[A run of records]
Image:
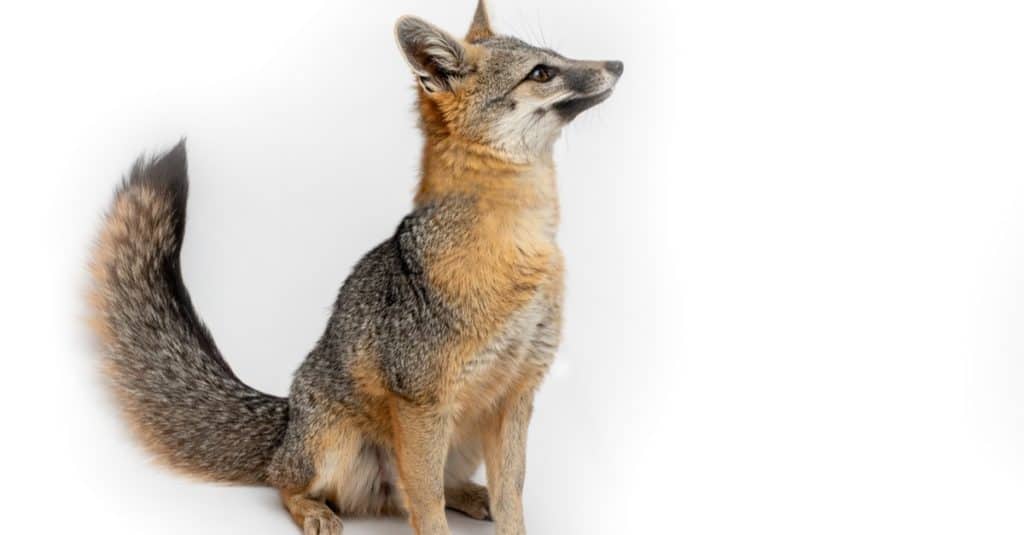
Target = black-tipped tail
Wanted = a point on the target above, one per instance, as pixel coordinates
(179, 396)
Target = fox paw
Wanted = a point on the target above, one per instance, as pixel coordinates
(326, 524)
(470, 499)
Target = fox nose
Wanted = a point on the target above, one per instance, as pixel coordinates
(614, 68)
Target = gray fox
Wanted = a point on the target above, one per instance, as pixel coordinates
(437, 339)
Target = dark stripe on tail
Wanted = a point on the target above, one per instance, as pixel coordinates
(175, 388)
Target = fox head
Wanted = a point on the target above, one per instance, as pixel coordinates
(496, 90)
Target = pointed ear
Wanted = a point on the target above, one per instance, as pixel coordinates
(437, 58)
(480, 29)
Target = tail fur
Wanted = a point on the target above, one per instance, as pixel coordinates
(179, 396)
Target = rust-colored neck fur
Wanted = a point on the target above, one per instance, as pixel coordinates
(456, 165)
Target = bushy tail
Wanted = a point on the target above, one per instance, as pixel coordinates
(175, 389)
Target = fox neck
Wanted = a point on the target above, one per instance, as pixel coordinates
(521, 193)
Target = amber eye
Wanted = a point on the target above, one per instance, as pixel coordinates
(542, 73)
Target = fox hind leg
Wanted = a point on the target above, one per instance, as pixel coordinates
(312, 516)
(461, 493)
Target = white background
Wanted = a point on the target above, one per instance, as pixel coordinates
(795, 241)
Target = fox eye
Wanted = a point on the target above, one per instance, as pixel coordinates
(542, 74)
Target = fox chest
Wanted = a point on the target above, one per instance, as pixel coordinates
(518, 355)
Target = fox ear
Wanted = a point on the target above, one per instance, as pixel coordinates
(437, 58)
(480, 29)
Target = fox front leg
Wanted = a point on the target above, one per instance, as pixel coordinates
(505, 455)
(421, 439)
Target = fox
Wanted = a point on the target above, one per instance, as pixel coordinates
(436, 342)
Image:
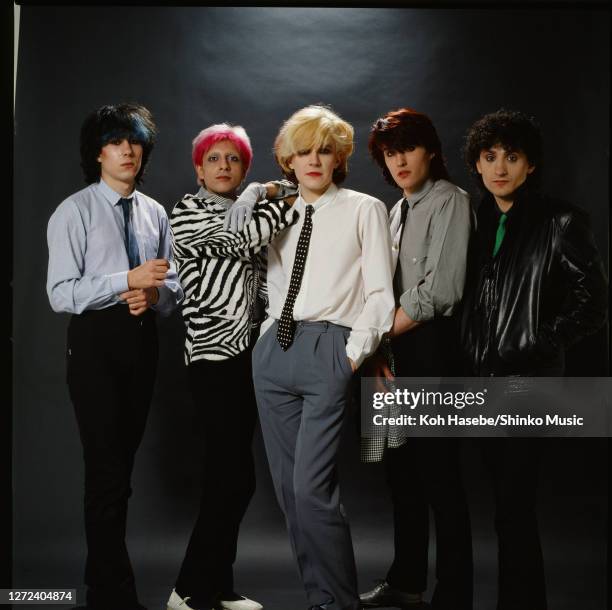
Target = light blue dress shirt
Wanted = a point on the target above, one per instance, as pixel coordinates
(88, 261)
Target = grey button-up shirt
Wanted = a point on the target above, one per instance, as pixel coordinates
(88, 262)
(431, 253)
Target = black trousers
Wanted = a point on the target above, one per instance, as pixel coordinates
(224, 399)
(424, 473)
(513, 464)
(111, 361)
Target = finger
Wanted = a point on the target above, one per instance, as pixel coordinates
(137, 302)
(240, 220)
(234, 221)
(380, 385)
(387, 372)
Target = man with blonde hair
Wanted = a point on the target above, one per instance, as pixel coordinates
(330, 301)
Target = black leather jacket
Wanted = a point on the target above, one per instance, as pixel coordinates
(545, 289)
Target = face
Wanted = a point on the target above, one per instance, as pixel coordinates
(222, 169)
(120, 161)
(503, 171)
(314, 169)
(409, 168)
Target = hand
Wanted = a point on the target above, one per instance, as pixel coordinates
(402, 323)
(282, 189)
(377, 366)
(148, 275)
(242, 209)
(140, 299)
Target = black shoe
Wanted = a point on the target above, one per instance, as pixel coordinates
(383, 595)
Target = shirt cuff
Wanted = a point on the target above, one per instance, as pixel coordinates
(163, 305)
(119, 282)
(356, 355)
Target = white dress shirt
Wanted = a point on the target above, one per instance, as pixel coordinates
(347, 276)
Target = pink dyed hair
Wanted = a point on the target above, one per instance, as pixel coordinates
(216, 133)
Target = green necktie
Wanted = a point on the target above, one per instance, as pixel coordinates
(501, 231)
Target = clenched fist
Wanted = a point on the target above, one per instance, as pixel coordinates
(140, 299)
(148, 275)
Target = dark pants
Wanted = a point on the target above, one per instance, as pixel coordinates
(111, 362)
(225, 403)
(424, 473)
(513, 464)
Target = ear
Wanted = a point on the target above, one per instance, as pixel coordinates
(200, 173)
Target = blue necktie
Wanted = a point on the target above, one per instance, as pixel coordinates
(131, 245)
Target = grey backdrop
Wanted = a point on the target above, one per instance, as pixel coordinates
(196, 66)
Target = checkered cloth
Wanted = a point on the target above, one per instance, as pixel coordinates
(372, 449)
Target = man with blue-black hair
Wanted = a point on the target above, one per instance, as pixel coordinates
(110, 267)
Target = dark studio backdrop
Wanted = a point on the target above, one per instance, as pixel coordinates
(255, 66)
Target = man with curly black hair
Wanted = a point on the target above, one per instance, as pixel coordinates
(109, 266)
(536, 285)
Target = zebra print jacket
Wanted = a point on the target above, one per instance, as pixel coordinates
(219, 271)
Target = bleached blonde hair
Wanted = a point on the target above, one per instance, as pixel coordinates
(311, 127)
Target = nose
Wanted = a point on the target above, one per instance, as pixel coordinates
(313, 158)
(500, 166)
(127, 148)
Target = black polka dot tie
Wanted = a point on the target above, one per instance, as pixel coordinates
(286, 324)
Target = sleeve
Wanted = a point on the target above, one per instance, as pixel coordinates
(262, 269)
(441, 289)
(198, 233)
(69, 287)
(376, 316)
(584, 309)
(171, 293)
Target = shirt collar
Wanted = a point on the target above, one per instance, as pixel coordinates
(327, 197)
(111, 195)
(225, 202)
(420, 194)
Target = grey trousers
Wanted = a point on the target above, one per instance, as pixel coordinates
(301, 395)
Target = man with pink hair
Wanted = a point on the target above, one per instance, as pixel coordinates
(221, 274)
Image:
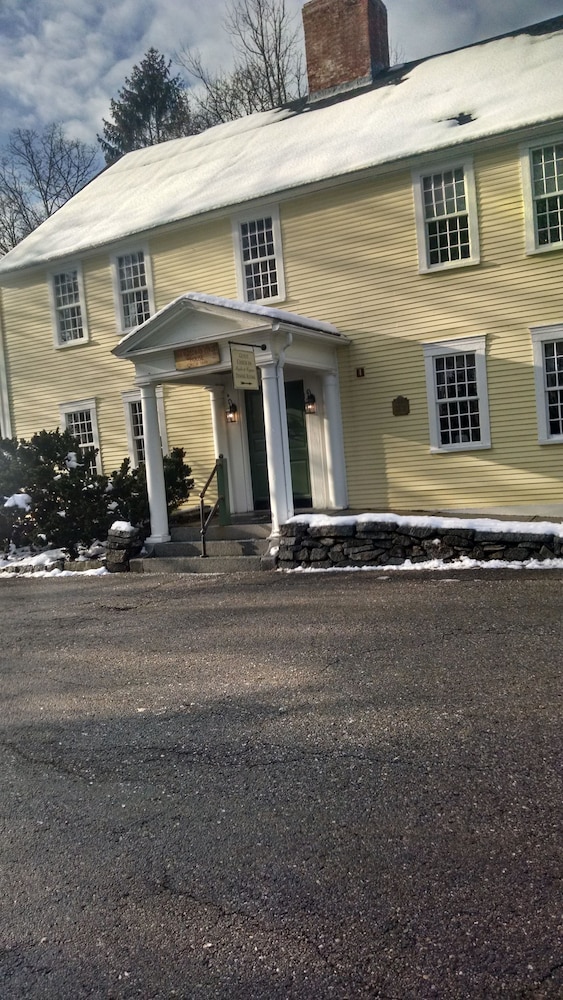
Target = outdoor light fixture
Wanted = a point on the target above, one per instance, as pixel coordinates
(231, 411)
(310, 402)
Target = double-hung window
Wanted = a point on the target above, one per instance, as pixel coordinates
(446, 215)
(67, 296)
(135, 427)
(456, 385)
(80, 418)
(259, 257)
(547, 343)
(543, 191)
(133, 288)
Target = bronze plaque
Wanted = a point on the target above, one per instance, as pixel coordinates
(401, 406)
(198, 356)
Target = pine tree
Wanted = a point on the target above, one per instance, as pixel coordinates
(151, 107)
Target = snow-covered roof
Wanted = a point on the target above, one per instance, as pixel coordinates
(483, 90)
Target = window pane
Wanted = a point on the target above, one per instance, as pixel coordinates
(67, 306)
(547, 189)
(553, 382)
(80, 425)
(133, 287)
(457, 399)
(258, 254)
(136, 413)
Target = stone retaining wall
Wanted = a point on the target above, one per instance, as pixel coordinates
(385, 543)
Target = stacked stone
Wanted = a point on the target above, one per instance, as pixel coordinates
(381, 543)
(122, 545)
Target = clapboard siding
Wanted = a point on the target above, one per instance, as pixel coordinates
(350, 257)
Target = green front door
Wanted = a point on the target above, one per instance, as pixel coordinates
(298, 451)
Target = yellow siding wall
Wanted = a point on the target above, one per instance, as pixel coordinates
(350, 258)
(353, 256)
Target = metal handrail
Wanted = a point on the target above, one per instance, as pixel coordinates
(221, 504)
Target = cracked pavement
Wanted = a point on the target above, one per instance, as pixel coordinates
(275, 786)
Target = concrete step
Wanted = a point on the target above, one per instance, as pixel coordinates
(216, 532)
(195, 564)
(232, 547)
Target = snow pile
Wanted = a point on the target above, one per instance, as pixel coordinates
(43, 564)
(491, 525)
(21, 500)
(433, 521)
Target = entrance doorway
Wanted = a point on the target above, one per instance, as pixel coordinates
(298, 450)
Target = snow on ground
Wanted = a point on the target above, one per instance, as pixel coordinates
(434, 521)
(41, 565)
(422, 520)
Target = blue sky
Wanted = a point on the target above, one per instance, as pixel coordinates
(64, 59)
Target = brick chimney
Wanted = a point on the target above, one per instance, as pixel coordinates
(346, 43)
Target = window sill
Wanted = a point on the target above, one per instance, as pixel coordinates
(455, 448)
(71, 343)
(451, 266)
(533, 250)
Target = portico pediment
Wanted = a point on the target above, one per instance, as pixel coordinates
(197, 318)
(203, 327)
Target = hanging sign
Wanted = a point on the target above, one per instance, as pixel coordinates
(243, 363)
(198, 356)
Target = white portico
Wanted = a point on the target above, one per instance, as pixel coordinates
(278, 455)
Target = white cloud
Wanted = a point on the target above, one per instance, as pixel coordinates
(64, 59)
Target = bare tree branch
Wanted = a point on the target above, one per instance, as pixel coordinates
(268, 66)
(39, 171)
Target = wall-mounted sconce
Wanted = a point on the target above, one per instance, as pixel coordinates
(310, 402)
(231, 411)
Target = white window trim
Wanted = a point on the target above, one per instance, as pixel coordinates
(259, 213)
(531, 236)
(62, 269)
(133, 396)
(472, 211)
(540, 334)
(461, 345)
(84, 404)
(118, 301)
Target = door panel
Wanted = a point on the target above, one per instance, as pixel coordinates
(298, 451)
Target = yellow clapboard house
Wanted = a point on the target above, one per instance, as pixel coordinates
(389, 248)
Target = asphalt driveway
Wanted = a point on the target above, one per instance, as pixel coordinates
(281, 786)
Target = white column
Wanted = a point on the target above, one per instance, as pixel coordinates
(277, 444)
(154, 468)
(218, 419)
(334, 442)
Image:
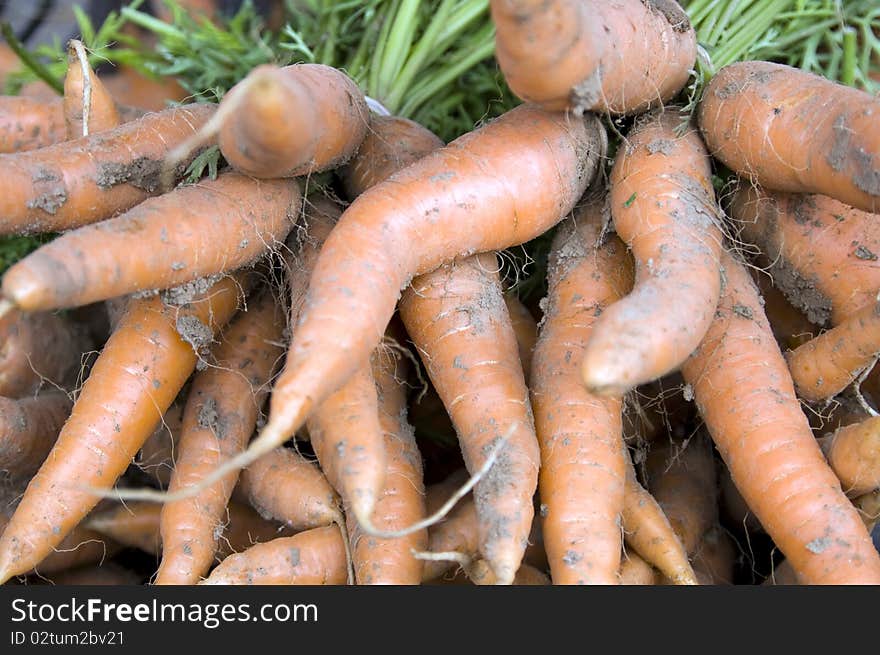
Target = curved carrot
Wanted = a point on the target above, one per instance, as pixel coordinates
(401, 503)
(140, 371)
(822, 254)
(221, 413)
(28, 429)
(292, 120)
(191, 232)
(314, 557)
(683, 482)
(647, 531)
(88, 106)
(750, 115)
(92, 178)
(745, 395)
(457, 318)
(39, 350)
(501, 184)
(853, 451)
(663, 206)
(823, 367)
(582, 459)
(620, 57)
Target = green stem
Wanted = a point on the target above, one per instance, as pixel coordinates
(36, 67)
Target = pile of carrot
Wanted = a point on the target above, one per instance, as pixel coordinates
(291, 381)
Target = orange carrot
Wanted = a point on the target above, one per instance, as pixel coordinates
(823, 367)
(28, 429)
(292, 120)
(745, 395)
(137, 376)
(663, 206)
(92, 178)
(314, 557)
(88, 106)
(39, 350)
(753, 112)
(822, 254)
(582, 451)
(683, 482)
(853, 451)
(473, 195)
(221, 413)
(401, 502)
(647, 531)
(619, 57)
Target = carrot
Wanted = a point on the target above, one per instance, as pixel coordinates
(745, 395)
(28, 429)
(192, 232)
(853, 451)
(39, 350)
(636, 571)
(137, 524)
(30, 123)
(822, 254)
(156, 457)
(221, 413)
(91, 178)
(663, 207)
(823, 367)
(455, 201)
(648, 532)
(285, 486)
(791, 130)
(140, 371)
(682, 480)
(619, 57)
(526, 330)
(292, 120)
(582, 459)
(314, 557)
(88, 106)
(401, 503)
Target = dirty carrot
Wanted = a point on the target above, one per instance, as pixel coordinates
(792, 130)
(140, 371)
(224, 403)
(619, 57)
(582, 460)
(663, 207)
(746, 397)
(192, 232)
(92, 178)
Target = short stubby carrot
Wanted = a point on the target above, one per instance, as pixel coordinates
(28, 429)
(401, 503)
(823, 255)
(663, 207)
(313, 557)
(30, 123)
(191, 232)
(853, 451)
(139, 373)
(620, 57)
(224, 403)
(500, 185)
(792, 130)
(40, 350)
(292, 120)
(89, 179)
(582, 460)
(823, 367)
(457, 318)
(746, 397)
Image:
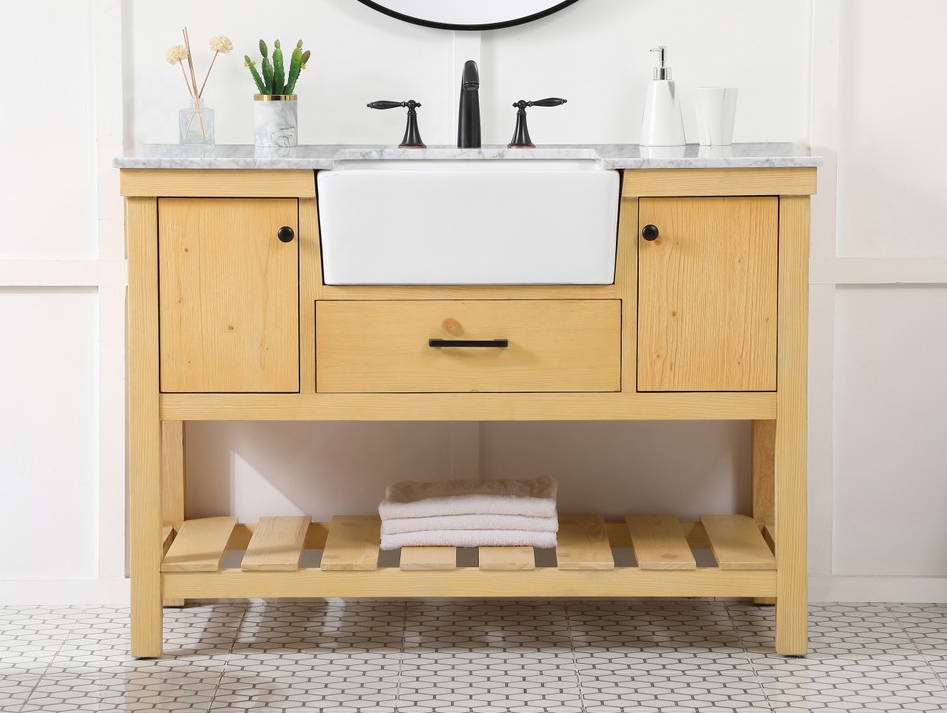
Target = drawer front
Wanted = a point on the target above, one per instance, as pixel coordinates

→ WHAT THE TASK ASKS:
Reproduce precisely the lines of the entries above, from the one containing "Target = dirty carrot" through the final one, both ends included, and omit the pictures.

→ CORRECT RESULT:
Target = dirty carrot
Wanted = a point on the target above, one per instance, as pixel coordinates
(792, 130)
(140, 371)
(224, 403)
(619, 57)
(582, 460)
(663, 207)
(746, 397)
(192, 232)
(92, 178)
Target = short stubby carrot
Wanted = a point on the target above, one per instance, as pixel coordinates
(28, 429)
(401, 503)
(823, 255)
(663, 207)
(313, 557)
(30, 123)
(191, 232)
(853, 451)
(139, 373)
(620, 57)
(224, 403)
(500, 185)
(792, 130)
(40, 350)
(292, 120)
(89, 179)
(582, 460)
(823, 367)
(457, 318)
(746, 397)
Image:
Target = drawer front
Wanted = a point on the target above, one per instance, as pixel coordinates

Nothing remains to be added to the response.